─── ÍTEMS DEL CONJUNTO ───

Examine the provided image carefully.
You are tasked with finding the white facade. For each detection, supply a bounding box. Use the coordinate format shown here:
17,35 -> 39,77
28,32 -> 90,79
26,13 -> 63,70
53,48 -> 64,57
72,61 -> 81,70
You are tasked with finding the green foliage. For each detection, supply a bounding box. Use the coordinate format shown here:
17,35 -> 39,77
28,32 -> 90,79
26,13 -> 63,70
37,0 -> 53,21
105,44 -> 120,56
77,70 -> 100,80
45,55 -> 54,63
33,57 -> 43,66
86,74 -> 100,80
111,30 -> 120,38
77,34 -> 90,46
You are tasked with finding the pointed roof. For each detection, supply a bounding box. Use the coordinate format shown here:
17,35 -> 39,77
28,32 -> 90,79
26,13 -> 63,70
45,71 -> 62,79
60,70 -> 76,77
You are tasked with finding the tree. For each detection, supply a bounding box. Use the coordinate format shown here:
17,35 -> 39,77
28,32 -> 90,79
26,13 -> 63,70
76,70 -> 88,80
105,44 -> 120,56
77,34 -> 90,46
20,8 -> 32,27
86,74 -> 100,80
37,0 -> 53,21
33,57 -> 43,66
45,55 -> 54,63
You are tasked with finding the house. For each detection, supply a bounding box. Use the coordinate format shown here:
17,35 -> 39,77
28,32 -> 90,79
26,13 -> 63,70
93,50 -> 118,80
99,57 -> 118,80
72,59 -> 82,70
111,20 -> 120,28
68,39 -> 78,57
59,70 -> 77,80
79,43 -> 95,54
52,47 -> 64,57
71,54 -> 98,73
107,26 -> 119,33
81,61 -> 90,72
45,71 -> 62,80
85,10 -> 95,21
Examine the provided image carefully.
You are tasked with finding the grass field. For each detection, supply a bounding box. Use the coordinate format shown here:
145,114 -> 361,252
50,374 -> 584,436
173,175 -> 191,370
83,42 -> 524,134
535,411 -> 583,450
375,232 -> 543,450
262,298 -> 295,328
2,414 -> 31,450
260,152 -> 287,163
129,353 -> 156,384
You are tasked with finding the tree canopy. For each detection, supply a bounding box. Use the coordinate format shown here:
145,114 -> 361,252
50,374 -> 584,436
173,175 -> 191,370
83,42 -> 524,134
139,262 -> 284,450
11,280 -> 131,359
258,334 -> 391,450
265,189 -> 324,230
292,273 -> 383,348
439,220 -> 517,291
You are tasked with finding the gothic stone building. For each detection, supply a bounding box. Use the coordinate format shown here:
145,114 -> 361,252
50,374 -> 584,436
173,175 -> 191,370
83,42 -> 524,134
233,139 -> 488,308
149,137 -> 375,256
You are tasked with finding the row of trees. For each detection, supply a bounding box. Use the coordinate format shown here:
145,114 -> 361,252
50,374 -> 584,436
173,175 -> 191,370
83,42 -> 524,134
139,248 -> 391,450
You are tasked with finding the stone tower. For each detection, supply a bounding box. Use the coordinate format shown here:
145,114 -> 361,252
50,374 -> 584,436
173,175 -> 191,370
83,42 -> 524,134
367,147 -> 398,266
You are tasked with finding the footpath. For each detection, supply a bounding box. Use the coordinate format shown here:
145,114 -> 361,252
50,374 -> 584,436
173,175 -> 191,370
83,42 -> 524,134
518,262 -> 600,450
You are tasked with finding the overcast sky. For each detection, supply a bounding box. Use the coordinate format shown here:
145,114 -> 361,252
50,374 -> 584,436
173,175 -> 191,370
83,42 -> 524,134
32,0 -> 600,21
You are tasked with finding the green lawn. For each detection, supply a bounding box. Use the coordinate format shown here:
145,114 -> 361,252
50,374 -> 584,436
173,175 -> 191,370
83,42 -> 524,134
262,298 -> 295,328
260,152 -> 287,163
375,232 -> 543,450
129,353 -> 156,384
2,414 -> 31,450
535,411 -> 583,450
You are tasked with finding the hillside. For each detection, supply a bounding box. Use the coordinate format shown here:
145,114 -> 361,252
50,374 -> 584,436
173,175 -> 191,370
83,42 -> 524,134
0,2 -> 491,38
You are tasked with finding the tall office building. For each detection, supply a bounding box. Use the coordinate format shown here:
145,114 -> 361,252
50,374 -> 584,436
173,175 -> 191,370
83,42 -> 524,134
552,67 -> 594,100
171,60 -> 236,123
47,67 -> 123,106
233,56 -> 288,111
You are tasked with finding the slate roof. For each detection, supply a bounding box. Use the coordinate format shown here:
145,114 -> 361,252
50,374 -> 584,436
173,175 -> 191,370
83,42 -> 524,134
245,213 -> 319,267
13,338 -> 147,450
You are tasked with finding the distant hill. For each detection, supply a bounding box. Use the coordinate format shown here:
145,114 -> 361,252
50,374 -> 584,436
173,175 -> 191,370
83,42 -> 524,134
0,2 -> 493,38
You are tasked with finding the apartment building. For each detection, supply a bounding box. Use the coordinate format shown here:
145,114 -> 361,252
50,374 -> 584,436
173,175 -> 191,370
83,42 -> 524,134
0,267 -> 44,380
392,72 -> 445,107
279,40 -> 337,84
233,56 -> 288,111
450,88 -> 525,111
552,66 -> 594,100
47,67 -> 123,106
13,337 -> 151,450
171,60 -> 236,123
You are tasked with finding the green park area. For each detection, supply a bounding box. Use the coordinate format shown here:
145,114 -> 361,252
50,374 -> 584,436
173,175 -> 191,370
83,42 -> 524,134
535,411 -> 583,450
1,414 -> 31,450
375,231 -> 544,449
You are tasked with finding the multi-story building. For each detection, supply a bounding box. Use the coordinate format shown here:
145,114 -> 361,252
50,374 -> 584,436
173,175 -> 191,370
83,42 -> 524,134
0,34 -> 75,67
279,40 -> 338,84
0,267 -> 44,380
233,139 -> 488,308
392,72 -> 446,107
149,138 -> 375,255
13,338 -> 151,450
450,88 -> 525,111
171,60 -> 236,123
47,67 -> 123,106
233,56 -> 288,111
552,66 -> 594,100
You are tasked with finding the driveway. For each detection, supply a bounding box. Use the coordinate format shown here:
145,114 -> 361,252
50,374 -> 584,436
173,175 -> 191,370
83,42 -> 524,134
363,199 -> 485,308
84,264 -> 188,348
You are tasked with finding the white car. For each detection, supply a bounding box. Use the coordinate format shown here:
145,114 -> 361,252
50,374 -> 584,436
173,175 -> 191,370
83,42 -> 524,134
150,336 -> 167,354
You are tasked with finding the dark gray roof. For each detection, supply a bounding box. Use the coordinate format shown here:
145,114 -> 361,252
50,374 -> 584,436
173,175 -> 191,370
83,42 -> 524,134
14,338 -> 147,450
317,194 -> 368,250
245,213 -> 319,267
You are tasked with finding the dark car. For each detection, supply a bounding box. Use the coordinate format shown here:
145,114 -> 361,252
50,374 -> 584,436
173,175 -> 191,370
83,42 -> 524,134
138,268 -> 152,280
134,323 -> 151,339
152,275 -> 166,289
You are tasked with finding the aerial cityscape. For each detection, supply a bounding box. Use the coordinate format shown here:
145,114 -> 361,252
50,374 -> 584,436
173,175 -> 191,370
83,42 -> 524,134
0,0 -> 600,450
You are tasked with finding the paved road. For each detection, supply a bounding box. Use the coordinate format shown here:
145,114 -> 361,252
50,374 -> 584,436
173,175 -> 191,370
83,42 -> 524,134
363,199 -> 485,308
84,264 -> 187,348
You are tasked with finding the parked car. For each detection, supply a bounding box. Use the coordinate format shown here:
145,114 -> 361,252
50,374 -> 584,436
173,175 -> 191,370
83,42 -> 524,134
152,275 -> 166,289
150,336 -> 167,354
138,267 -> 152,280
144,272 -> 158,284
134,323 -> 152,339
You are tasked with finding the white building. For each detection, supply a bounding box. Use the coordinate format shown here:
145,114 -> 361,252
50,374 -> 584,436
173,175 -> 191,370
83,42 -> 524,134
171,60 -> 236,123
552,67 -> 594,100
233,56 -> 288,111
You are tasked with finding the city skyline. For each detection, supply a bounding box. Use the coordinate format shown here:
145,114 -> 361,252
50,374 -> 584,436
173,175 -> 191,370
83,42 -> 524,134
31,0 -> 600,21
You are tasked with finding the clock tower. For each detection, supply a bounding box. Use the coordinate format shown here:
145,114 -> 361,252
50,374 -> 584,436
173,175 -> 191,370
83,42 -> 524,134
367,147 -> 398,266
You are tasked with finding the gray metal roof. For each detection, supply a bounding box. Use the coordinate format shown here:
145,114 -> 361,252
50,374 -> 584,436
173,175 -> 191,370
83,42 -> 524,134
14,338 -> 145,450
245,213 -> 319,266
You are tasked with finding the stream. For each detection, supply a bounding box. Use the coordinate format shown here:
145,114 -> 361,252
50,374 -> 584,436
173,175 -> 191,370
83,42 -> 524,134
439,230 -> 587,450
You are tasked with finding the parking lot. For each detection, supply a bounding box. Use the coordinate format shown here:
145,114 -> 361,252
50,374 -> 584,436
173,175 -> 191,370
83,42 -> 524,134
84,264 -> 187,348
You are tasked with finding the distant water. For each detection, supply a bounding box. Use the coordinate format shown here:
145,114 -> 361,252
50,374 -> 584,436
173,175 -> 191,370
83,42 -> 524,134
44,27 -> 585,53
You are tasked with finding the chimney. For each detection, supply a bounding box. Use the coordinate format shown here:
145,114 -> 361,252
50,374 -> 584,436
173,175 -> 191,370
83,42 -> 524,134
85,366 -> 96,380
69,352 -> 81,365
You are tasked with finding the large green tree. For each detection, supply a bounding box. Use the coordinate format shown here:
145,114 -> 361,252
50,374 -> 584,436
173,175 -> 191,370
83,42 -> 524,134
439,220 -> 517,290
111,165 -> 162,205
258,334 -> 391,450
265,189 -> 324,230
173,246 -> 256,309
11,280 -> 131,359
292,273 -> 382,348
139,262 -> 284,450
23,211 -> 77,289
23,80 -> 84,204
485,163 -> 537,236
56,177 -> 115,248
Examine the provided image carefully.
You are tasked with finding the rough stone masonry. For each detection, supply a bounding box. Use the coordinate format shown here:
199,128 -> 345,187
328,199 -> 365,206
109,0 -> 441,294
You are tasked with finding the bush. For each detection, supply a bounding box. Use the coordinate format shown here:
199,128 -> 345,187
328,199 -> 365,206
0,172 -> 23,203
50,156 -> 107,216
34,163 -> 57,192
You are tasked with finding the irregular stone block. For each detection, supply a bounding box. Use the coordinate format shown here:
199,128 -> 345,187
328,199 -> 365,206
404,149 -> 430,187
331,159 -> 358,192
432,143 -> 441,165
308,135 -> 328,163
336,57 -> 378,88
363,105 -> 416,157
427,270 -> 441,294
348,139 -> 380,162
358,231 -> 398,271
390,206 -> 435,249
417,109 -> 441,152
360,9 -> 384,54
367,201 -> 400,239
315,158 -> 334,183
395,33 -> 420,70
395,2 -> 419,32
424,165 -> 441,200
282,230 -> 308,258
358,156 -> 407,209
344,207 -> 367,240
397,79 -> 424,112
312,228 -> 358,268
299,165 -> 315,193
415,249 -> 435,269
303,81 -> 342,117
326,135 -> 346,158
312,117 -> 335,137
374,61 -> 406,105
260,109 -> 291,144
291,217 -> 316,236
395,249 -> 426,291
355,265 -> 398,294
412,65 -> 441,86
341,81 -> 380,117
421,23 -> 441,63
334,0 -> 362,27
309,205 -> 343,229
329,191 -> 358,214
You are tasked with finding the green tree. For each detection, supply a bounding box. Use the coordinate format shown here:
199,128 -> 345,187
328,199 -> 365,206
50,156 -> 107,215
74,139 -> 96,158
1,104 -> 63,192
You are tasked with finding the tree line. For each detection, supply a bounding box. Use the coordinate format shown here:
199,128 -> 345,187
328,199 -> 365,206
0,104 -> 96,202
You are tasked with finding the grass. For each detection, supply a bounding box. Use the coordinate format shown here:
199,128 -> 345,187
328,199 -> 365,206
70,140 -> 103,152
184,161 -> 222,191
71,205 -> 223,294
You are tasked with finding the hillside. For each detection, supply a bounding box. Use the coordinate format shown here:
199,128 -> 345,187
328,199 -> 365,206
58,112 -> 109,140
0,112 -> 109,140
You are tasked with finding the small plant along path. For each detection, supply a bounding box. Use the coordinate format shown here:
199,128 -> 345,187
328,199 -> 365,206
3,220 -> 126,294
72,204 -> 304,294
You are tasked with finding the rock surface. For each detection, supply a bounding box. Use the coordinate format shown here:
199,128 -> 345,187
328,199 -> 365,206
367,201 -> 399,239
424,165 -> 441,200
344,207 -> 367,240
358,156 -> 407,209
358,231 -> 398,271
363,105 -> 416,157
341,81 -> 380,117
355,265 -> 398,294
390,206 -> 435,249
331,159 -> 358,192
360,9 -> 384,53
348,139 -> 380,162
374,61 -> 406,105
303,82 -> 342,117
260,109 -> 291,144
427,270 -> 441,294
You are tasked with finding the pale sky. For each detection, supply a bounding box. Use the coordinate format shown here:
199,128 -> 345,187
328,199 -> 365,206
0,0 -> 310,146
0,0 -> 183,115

───

QUÉ SE PIDE – Vuelve a escribir las líneas que van desde la que contiene "You are tasked with finding the house." hasta la que contiene "139,248 -> 391,450", ambas incluidas, y sustituye "grass field" por "lawn". Por favor, deja todo lo demás sin cambios.

RESPUESTA COMPLETA –
You are tasked with finding the house. For each detection, supply a bounding box. Use the coordinate format shown here:
17,35 -> 39,77
28,32 -> 90,79
26,13 -> 63,70
93,50 -> 118,80
99,57 -> 118,80
72,59 -> 82,70
111,20 -> 120,28
68,39 -> 78,57
59,70 -> 77,80
79,43 -> 95,54
52,47 -> 64,57
71,54 -> 98,73
107,26 -> 119,33
81,61 -> 90,72
45,71 -> 62,80
85,10 -> 95,21
Examine the provided image carefully.
You are tasked with finding the lawn. For each detection, supply a bounding box. Use the coordinate format shown here:
145,114 -> 361,252
50,374 -> 584,436
173,175 -> 191,370
83,42 -> 524,134
535,411 -> 583,450
375,232 -> 543,450
262,298 -> 295,328
2,414 -> 31,450
260,152 -> 287,163
129,353 -> 156,384
You are tasked with finding the tree canopy. For each detection, supply a bounding box. Use the coordinate format shown here:
145,114 -> 361,252
50,374 -> 584,436
173,175 -> 191,370
83,42 -> 524,134
139,262 -> 284,450
11,280 -> 131,359
258,334 -> 391,450
265,189 -> 324,230
292,273 -> 383,348
439,220 -> 517,291
You are tasked with finding the gothic stone building. For each detection, supply a bounding box. Use the coordinate format shown here:
145,114 -> 361,252
50,374 -> 584,436
173,175 -> 191,370
83,42 -> 524,134
233,139 -> 488,308
149,137 -> 375,256
You are tasked with finding the row of trees. For each detection, supply a bounding box. Use the coordinate format shown here:
145,114 -> 361,252
50,374 -> 584,436
173,175 -> 191,370
83,42 -> 524,134
139,248 -> 391,450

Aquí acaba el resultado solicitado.